Kini masyarakat giliran menyaksikan bagaimana parpol-parpol
menunjukkan sikap pragmatisnya dalam menjalin koalisi antar parpol.
Perbedaan ideologi, visi-misi, konsep dan gagasan tidak lagi nampak
dalam prilaku politisi dan pejabat parpol tersebut. Parpol A akan
bergandengan mesra dengan parpol X, meski sebelumnya ia caci. Parpol B
akan berkoalisi dengan parpol Y untuk mendukung salah satu capres yang
sebelumnya dikatakan pengkhianat dan inkar janji. Parpol C akan
berkoalisi dengan parpol Z yang katanya seteru Ideologi. Fakta ini tak
terkecuali juga terjadi pada ”parpol-parpol Islam” atau parpol berbasis
masa Islam. Yang satu lari ke Jokowi. Satu lagi datang ke Gerindra.

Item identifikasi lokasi
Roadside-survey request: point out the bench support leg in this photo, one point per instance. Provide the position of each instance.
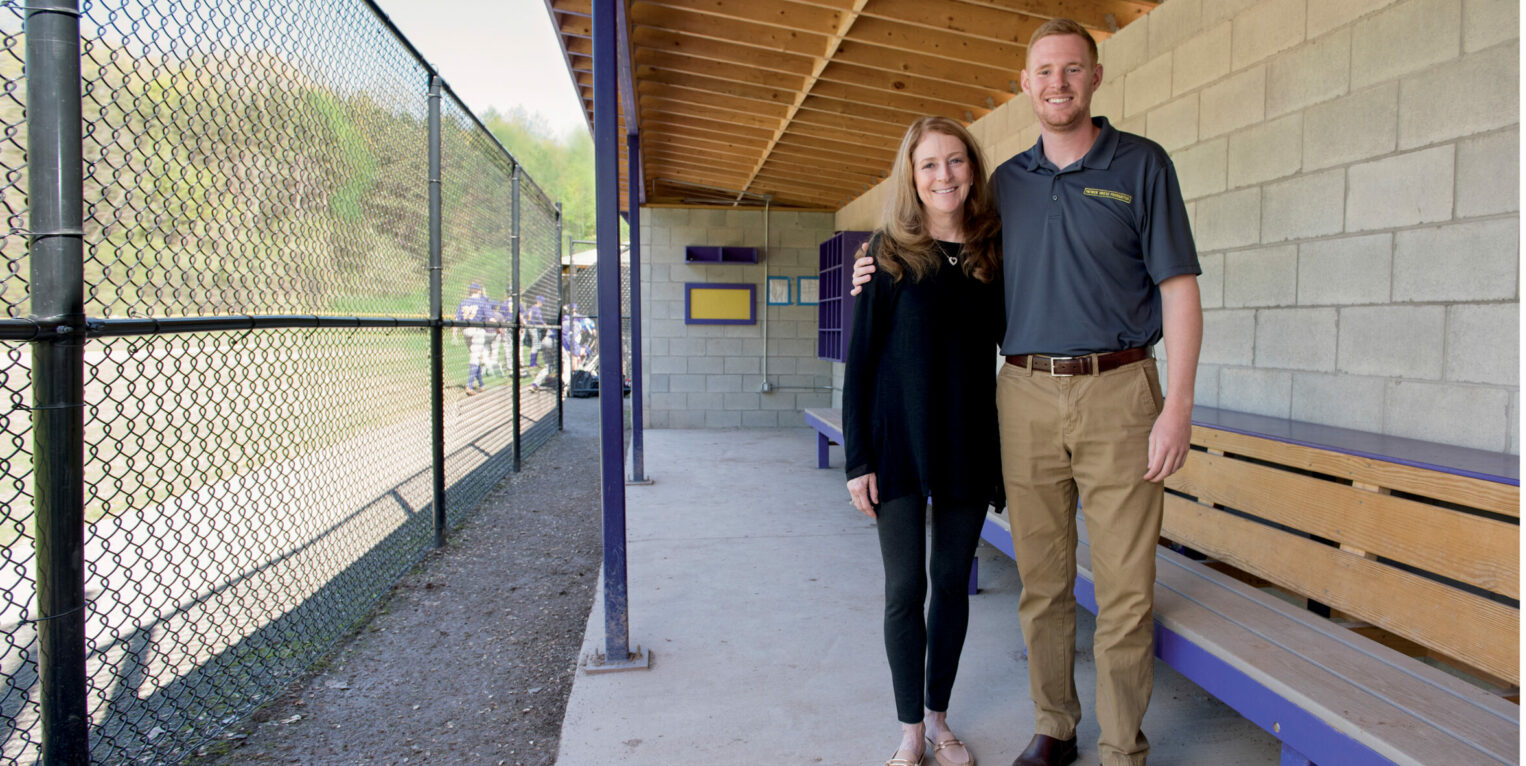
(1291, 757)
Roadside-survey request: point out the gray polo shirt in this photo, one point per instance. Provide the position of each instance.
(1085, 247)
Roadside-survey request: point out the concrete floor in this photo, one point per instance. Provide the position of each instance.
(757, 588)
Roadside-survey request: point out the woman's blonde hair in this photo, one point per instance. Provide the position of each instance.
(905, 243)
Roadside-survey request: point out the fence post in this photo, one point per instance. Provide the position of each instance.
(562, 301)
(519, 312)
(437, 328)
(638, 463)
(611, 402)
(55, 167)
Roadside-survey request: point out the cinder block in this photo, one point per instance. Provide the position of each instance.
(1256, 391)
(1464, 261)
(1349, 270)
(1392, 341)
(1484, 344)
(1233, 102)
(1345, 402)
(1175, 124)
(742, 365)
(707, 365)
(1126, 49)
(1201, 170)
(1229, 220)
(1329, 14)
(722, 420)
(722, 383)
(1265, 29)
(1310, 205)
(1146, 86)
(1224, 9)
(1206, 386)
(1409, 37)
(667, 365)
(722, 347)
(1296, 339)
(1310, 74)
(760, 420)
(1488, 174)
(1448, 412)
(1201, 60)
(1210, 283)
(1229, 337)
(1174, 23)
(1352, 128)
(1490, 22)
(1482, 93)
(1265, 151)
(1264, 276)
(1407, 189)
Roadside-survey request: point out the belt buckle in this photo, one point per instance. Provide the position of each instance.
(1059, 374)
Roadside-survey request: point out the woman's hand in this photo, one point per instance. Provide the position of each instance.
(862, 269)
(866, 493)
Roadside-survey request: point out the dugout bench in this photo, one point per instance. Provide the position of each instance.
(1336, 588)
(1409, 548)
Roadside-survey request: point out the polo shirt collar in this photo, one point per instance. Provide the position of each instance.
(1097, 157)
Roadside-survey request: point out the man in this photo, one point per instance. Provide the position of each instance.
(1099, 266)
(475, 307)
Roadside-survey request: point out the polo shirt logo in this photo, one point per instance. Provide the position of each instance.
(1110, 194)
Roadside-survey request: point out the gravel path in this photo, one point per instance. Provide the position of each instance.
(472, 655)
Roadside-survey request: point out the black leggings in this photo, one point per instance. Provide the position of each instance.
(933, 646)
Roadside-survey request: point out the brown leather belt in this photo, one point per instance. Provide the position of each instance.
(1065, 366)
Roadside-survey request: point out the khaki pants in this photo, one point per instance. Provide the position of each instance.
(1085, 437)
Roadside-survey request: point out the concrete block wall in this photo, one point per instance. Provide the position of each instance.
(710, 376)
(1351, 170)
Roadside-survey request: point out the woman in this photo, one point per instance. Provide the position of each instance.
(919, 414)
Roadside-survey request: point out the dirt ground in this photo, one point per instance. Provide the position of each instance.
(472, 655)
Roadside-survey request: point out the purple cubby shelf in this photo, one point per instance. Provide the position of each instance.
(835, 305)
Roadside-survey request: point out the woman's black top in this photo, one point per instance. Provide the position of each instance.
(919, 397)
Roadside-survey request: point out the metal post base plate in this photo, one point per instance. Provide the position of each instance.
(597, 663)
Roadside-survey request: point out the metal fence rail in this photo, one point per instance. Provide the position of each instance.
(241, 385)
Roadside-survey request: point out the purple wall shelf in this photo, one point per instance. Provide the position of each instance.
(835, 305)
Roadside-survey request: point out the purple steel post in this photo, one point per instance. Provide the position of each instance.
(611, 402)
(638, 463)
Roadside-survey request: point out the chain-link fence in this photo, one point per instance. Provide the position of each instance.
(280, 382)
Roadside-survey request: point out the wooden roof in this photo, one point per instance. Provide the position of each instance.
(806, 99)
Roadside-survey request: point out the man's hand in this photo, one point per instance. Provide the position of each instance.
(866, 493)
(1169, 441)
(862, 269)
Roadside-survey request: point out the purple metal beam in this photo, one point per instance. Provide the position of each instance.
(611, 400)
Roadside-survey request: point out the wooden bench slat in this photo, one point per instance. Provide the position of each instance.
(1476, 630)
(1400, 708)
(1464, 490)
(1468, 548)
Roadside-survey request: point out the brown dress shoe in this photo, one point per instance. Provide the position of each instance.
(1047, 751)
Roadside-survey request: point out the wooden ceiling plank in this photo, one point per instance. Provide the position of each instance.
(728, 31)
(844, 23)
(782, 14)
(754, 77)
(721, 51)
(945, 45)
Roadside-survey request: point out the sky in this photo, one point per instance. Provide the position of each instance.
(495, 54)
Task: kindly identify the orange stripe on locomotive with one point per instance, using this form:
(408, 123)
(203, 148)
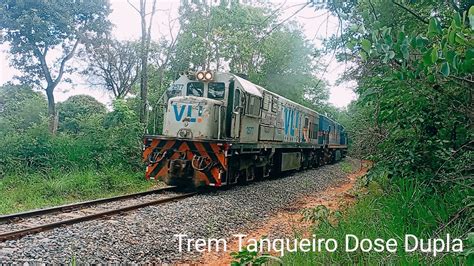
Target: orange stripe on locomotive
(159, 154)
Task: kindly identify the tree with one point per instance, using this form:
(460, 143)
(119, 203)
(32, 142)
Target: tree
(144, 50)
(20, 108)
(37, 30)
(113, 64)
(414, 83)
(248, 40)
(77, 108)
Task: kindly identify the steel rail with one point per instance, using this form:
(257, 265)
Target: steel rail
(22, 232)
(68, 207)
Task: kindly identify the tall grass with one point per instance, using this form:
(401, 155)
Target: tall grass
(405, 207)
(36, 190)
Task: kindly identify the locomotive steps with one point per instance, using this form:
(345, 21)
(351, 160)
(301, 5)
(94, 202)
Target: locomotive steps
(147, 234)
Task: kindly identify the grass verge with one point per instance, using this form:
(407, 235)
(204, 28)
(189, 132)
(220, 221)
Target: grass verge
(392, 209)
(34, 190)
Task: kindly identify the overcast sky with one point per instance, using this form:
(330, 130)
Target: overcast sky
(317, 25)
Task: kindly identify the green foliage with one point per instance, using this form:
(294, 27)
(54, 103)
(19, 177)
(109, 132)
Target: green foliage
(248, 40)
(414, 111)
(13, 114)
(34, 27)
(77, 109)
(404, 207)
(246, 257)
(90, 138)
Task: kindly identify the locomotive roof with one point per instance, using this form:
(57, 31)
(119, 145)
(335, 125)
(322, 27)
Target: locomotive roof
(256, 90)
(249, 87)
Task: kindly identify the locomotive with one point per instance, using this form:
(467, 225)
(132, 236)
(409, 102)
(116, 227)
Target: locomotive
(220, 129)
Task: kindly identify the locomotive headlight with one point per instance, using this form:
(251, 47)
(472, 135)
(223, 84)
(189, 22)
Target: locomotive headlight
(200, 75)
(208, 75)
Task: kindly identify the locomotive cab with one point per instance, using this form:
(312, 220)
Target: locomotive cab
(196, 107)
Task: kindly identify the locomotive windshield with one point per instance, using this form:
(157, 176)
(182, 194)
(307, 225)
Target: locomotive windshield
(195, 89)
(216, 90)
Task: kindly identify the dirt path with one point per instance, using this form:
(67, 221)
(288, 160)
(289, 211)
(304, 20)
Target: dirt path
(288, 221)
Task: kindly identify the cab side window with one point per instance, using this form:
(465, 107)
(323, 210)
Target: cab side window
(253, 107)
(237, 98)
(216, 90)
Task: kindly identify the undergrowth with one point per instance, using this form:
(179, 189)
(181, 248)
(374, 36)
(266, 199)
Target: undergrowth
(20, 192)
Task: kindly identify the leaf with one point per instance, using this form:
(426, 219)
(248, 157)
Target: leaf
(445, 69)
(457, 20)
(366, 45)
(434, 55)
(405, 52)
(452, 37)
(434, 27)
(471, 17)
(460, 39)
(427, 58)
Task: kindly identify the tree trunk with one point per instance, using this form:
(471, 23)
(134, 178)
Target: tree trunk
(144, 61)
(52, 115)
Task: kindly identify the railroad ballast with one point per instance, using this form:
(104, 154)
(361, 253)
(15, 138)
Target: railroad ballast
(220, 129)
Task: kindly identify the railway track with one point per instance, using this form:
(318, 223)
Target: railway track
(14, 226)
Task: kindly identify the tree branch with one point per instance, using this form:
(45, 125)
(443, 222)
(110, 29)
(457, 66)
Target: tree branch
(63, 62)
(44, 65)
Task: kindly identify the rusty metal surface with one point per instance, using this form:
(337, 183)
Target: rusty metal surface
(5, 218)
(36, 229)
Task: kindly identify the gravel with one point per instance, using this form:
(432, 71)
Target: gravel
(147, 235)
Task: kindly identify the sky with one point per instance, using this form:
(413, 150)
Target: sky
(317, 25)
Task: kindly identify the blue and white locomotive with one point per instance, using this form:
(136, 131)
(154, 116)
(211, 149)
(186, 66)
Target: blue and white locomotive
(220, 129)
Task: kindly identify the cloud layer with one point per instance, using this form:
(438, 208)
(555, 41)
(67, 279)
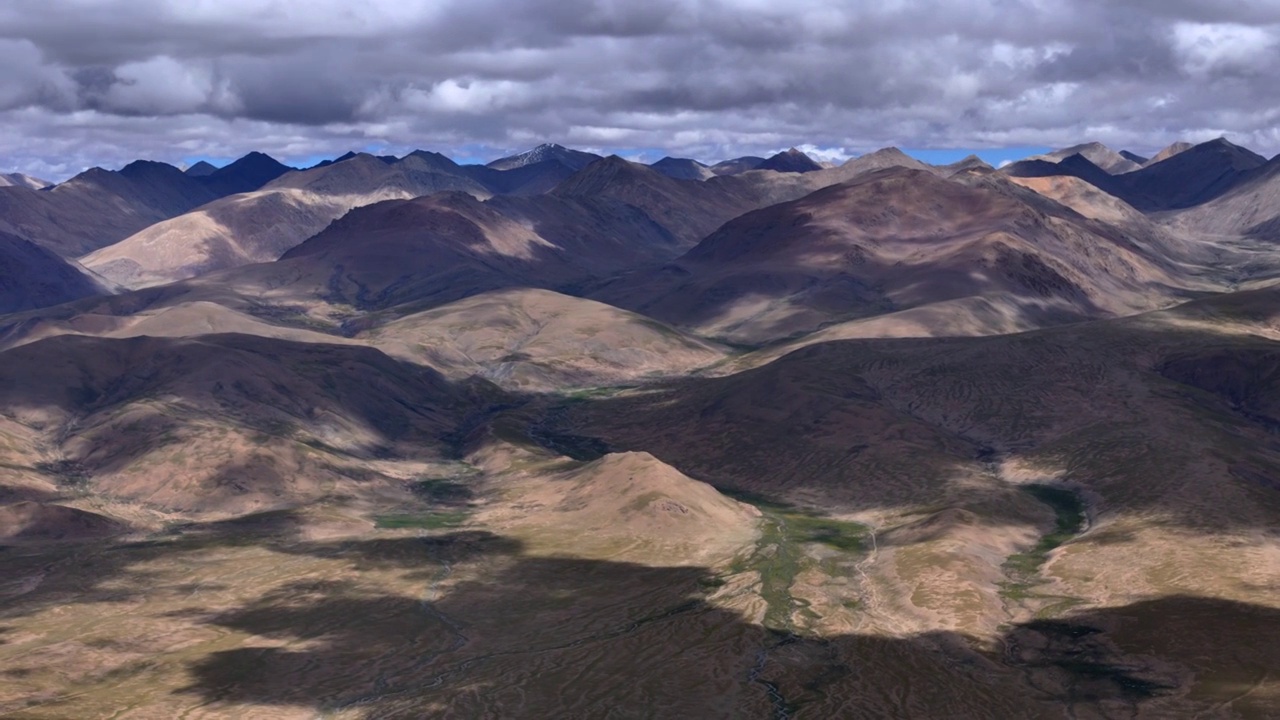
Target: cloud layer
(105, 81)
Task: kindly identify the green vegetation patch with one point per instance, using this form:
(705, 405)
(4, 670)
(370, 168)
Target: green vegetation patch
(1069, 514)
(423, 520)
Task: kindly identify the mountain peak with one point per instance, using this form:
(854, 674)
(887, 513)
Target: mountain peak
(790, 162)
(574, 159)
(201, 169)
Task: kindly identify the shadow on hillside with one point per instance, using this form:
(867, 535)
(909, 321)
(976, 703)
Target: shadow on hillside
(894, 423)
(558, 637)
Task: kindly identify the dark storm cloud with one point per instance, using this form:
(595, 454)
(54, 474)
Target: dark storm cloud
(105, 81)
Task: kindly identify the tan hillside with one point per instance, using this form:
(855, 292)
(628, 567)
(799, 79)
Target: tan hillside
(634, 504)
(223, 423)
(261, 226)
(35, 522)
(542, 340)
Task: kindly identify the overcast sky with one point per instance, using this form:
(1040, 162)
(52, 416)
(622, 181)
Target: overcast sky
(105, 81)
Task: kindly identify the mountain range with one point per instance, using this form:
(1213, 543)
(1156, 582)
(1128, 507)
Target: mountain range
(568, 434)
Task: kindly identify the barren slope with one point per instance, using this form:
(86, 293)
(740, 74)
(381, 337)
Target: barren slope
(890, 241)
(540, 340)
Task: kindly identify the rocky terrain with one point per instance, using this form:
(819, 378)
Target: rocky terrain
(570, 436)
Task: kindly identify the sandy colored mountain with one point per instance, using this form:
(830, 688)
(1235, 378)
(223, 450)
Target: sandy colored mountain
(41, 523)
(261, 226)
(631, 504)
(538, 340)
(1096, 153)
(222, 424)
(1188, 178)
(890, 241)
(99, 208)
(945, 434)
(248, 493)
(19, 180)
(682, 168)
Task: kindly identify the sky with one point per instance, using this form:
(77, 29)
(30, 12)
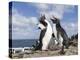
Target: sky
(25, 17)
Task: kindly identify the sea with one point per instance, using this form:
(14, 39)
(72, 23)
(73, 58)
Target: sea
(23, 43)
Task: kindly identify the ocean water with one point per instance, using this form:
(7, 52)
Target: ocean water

Soal
Menurut teks bacaan, apa saja yang tidak lagi tampak dalam perilaku politisi dan pejabat parpol? Item-item tersebut tidak dipakai di sini.

Jawaban
Perbedaan ideologi, visi-misi, konsep, dan gagasan.